◆ The task
In the case studies on retired hardware data breaches, how many individuals were notified in the Health Net case?

SECURITY · CASE STUDIES

The Hardware Was Retired. The Data Wasn't. Three Case Files.

Disposal failures are unusually well documented — regulators publish the orders, courts publish the settlements. Three cases, the specific control that failed in each, and what the failures cost. All figures below are from public regulatory and court records.

By Brian Boynton Published 9 min read

TL;DR

Improperly disposed hardware is one of the most preventable breach categories on record. Three public cases show the pattern: an unqualified vendor, an unverified assumption, or an unwatched process — each turning routine disposal into eight-figure liability.

  • Morgan Stanley: a moving company hired for data-center decommissioning; devices resold with customer data; over $160M across the OCC, SEC, a class action, and state AGs.
  • Health Net: nine unencrypted server drives unaccounted for at a vendor-managed data center; 1.9 million individuals notified.
  • Brighton & Sussex NHS: ~1,000 drives sent for destruction, at least 252 resurfaced on eBay; a record ICO fine.
  • Every case failed on process, not technology: vendor qualification, serialized reconciliation, verified destruction.

◆ Given material
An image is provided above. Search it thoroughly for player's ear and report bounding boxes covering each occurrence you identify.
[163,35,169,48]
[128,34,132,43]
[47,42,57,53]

◆ Output of the exercise
1.9 million individuals.